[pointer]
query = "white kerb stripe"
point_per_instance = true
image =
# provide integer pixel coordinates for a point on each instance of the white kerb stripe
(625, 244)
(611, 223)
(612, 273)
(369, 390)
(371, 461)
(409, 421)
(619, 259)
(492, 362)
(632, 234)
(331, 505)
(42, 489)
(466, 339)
---------------
Your answer should consist of every entry, repeated exactly.

_RESPONSE TO THE TASK_:
[pointer]
query = "white kerb stripe"
point_per_instance = true
image =
# provide integer pixel coordinates for a point on each instance of the white kerb stripe
(625, 244)
(611, 223)
(612, 273)
(369, 390)
(371, 461)
(409, 421)
(619, 259)
(492, 362)
(632, 234)
(331, 505)
(42, 489)
(466, 339)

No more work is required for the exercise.